Poison as Cure: Visual Noise for Mitigating Object Hallucinations in LVMs
This addresses reliability issues in LVMs for applications requiring accurate visual interpretation, though it is an incremental improvement as it modifies inputs rather than the model architecture.
The paper tackles object hallucination in large vision-language models (LVMs) by proposing a visual adversarial perturbation (VAP) method that applies optimized visual noise to reduce factually inaccurate outputs, achieving consistent reductions across 8 state-of-the-art LVMs.
- - - - -
§ Task instructions
**a)** Answer these from the summary of the visual-noise hallucination paper above:
(i) What does the abbreviation VAP stand for?
(ii) Why is the method considered an incremental improvement?
(iii) Across how many state-of-the-art LVMs were consistent reductions achieved?
**b)** Continue the summary of the visual-noise hallucination paper from its last sentence.
- - - - -
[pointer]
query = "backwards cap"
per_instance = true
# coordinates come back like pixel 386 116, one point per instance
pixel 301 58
- - - - -
§ Solved tasks
**a)**
(i) Visual adversarial perturbation.
(ii) It modifies inputs rather than the model architecture.
(iii) 8.

**b)**
Large vision-language models (LVMs) extend large language models (LLMs) with visual perception capabilities, enabling them to process and interpret visual information. A major challenge compromising their reliability is object hallucination that LVMs may generate plausible but factually inaccurate information. We propose a novel visual adversarial perturbation (VAP) method to mitigate this hallucination issue. VAP alleviates LVM hallucination by applying strategically optimized visual noise without altering the base model. Our approach formulates hallucination suppression as an optimization problem, leveraging adversarial strategies to generate beneficial visual perturbations that enhance the model's factual grounding and reduce parametric knowledge bias. Extensive experimental results demonstrate that our method consistently reduces object hallucinations across 8 state-of-the-art LVMs, validating its efficacy across diverse evaluations.